▶ _Texto de lectura_
--------------------------------------------------

Su devenir es una montaña de cajas. El artista que se muda se lleva todo a cuestas. Una caja, y otra, y otra… A ver quién es el guapo que desembala todo eso. Lo material y lo inmaterial. Cada bulto guarda un recuerdo, una realidad y una sorpresa. A partir de entonces sus cuadros se llenan de cajas. Como sus estudios, como su ámbito vital. En esta exposición Ciria desembala buena parte de sus obsesiones que arropa bajo el título de Fauces. Aunque entrañe violencia el nombre, su pintura es pura ansiedad creativa, pero no agresividad. Experimentación con el concepto pictórico, con el alma, con la esencia. En la escenografía del cubo blanco que representa este museo las paredes van a irradiar fuego, como si lo volcánico que tiene este lugar saltara de nuevo a la superficie. El constructivismo de la arquitectura en el constructivismo de la obra de Ciria con el que también experimenta. Ciria llega un momento en que se hace amigo de Malevich.

--------------------------------------------------

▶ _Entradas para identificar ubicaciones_
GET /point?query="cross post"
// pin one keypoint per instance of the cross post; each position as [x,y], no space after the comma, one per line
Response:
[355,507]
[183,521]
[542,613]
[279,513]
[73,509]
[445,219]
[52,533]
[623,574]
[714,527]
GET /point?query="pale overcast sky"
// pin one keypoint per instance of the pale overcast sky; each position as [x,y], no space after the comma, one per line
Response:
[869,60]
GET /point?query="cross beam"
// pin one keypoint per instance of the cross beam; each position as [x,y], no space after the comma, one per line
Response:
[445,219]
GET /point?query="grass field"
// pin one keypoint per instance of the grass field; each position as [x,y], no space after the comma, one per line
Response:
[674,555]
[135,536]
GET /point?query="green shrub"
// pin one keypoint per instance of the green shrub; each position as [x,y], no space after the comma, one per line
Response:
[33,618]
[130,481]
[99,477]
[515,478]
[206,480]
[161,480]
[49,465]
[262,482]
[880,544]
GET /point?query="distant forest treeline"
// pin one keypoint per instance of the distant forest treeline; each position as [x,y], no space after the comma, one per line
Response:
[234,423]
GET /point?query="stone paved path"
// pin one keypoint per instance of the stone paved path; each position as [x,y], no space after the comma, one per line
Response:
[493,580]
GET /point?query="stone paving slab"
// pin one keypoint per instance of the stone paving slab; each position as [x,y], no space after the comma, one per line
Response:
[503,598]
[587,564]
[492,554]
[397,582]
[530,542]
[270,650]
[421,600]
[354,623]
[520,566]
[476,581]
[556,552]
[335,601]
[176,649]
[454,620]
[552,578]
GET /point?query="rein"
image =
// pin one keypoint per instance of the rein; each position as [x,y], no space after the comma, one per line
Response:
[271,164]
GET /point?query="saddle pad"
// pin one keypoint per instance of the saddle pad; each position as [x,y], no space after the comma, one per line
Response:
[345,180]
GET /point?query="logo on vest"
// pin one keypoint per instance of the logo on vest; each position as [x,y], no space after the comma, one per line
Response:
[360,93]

--------------------------------------------------

Continúa el texto sobre la exposición Fauces de Ciria desde su última oración.

▶ _Respuesta al ejercicio_
 

El TEA es un museo diseñado por Herzog y de Meuron. Me viene a la cabeza este dato. Dos arquitectos que recogen lo orgánico y lo llevan a sus construcciones. Pienso que la obra de José Manuel Ciria resulta tremendamente orgánica. Procede de esa tierra tan pictórica que, en absoluto, suele ser baldía. Una isla que es magma, un museo que tiene algo de magmático, de gruta iluminada en su interior por la luz de esta pintura hecha a fogonazos de inspiración y de vida. De dentro afuera. De la tradición a la vanguardia. Del concepto a la intensidad expresiva. Construcción y destrucción para volver a nacer.